## About this exercise
Reproduce all entries word for word.

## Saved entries

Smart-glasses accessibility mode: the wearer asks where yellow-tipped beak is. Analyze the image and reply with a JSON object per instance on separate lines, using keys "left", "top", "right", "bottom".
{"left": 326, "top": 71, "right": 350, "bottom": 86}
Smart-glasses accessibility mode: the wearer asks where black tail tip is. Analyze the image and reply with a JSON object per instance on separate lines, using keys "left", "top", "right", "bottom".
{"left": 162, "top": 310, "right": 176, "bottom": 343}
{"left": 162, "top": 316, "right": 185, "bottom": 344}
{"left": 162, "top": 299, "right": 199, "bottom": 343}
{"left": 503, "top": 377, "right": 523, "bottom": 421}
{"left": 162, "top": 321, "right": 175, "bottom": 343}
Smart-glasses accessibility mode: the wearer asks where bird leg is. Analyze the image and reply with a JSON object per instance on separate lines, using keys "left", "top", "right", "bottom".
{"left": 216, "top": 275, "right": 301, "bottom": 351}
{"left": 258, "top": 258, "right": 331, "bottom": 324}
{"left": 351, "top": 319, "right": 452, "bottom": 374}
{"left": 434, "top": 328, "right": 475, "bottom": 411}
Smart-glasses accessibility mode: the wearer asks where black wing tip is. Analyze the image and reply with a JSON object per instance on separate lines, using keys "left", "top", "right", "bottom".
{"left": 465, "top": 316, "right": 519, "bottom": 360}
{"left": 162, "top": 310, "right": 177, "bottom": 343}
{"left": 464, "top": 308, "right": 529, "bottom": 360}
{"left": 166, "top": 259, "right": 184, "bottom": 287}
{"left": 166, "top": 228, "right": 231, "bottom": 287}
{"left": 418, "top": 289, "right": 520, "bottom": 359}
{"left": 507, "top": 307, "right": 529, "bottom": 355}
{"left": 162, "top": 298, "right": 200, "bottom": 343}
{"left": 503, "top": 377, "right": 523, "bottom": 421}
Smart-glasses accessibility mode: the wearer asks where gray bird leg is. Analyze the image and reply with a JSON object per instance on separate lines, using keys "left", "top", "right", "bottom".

## The answer
Smart-glasses accessibility mode: the wearer asks where yellow-tipped beak is. Analyze the image and reply with a JSON object per instance on separate lines, using keys "left", "top", "right", "bottom".
{"left": 326, "top": 71, "right": 350, "bottom": 86}
Smart-glasses accessibility mode: the wearer asks where black tail tip is. Analyze the image and reply with a JSON object per instance on separate lines, using keys "left", "top", "right", "bottom".
{"left": 162, "top": 310, "right": 176, "bottom": 343}
{"left": 162, "top": 316, "right": 185, "bottom": 344}
{"left": 162, "top": 299, "right": 199, "bottom": 343}
{"left": 503, "top": 377, "right": 523, "bottom": 421}
{"left": 162, "top": 321, "right": 175, "bottom": 343}
Smart-glasses accessibility mode: the wearer asks where bird leg is. Analyze the image and reply with a JSON object per instance on separate lines, using keys "left", "top", "right", "bottom".
{"left": 216, "top": 275, "right": 301, "bottom": 351}
{"left": 258, "top": 258, "right": 331, "bottom": 324}
{"left": 351, "top": 319, "right": 452, "bottom": 374}
{"left": 434, "top": 328, "right": 475, "bottom": 411}
Smart-glasses accessibility mode: the wearer asks where black wing tip is. Analyze the image and reply with a JSON object per instance on separate lines, using keys "left", "top", "right", "bottom".
{"left": 465, "top": 316, "right": 519, "bottom": 360}
{"left": 162, "top": 310, "right": 177, "bottom": 343}
{"left": 464, "top": 308, "right": 529, "bottom": 360}
{"left": 166, "top": 259, "right": 184, "bottom": 287}
{"left": 166, "top": 228, "right": 231, "bottom": 287}
{"left": 418, "top": 289, "right": 520, "bottom": 359}
{"left": 507, "top": 307, "right": 529, "bottom": 355}
{"left": 162, "top": 298, "right": 200, "bottom": 343}
{"left": 503, "top": 377, "right": 523, "bottom": 421}
Smart-glasses accessibility mode: the wearer asks where gray bird leg is. Analyze the image and reply with a JSON object per instance on separate lines, using keys "left", "top", "right", "bottom".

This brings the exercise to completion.